▶ **Task objective**
Repeat each of the following entries word for word, changing nothing.

▶ **Extracted data**
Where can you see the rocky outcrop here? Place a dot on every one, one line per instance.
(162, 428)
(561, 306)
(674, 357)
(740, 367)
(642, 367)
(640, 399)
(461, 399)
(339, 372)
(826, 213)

▶ **Full solution**
Where can you see the rocky outcrop here? Place a dot on every one, one line per instance.
(162, 428)
(561, 306)
(674, 357)
(740, 367)
(642, 367)
(640, 399)
(461, 399)
(339, 372)
(826, 213)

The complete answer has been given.